** Task goal **
Reproduce all of the entries character for character, while leaving out any pictures they contain.

Point-per-instance localization data:
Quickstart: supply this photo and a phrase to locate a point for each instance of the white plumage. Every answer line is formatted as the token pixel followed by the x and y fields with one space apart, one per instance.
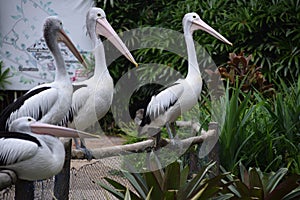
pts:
pixel 48 102
pixel 166 106
pixel 92 101
pixel 33 156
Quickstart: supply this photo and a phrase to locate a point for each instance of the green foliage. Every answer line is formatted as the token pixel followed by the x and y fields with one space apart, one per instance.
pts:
pixel 170 183
pixel 261 131
pixel 248 75
pixel 3 76
pixel 267 29
pixel 254 184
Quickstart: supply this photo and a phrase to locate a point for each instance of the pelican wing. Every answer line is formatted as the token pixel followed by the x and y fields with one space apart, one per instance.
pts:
pixel 80 96
pixel 16 105
pixel 161 102
pixel 16 147
pixel 36 103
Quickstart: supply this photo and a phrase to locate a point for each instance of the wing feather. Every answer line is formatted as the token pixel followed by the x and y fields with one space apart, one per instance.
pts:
pixel 80 96
pixel 37 105
pixel 16 147
pixel 17 104
pixel 161 102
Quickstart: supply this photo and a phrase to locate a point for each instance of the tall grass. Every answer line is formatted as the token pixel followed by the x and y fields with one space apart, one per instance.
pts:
pixel 262 132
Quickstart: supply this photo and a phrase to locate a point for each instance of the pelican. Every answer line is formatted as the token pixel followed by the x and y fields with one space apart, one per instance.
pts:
pixel 92 102
pixel 48 102
pixel 31 149
pixel 181 96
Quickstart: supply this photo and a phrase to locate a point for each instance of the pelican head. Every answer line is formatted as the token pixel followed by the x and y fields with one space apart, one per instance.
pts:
pixel 54 32
pixel 97 25
pixel 192 22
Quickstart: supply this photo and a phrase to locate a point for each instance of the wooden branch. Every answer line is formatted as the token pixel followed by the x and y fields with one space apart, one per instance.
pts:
pixel 105 152
pixel 194 125
pixel 7 178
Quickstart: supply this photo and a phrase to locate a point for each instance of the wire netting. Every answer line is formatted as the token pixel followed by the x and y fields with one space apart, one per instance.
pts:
pixel 83 182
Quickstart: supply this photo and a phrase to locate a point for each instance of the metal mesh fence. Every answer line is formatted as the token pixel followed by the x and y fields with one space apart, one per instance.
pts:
pixel 84 181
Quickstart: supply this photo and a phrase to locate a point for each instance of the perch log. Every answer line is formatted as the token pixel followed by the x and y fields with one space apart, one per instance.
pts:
pixel 104 152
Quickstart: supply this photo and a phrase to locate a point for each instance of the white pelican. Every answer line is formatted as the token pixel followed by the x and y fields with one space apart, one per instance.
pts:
pixel 92 102
pixel 181 96
pixel 33 156
pixel 48 102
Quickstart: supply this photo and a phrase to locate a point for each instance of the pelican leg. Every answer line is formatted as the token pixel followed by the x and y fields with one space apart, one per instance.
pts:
pixel 87 152
pixel 169 131
pixel 76 143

** Exercise response **
Quickstart: supply this photo and a phrase to locate a point for each instance of the white plumage. Every answer line is formatted as the token pixel followed by the x and y fields with one space apart, one per instance.
pts:
pixel 48 102
pixel 166 106
pixel 92 101
pixel 33 156
Quickstart: supply this photo and a phrase to locate a point for each instance of the green foliage. Every answer line is formatted as the token pixel followed by the x and y fields with one space apart, one per instance.
pts:
pixel 170 183
pixel 261 131
pixel 248 75
pixel 3 76
pixel 267 29
pixel 254 184
Quickstart: supply this photo and a phrase to locate a point for each instance of the pelican wing. Every answer line is formatted as the token pixel followed by the x and y fields with one space apart, one per instance.
pts:
pixel 80 96
pixel 16 105
pixel 161 102
pixel 16 147
pixel 36 103
Quickstart: supply this photo and a phrase to locate a point for each instance of the wing feather. Every answer line is formatted as the token pixel followed by the x and y fields with one space apart, one per instance.
pts:
pixel 80 96
pixel 37 105
pixel 16 147
pixel 17 104
pixel 161 102
Quickstart: supply this photo and a phrase to locate a point for each instance of the tall grass. Every answer line is formatted as the token pixel followed by the x and y fields with one space apart, one per instance.
pts:
pixel 262 132
Quickstart: supply this photo and a phrase to locate a point for each instance of the pelican. Every answer line is formatted as the token pixel followed by the x and y fields with one space apart, one per instance.
pts:
pixel 92 102
pixel 48 102
pixel 31 149
pixel 181 96
Quickstart: supply this photo and a phrase to locate a point for each instance of the pelican head. Every answer line is formatted as the token pixel followed by the x and y fields with one space apart, one per instance.
pts:
pixel 54 32
pixel 97 25
pixel 192 22
Quickstart: supply this photo and a phrase to locate a point for each instance of the wooden branch. Every answer line is formatted as the token pixel followed by the x and y fields with one space apart, one per instance.
pts:
pixel 105 152
pixel 194 125
pixel 7 178
Quickstart: supply this photo and a phrase to locate a point for each instance of the wire netting. Every answer line is formatted as the token pixel followed by the x and y fields with one space apart, one per instance.
pts:
pixel 83 182
Quickstart: supply this photo and a phrase to locate a point for each instance of the metal mesh fence. Every answer line is formatted as the token pixel followed by the x and y fields with one space apart, one per instance.
pts:
pixel 84 181
Quickstart: supply this photo and a phrase to locate a point for each instance of the perch log. Every answer line is formatted as the token pixel followed by the x and y fields with one space apart, one per instance.
pts:
pixel 104 152
Quickstart: supply this photo and a phrase to locate a point for each instance of the white pelican. Every answer line is formatted as the token pixel followed by the x and y fields with one space apart, one per instance.
pts:
pixel 92 102
pixel 181 96
pixel 33 156
pixel 48 102
Quickstart: supply this photo and a phrase to locate a point for each instance of the pelican leg. Every answer line is formatted as the token pixel followed by the x and y fields with one space apart, one per instance.
pts:
pixel 87 152
pixel 169 131
pixel 76 143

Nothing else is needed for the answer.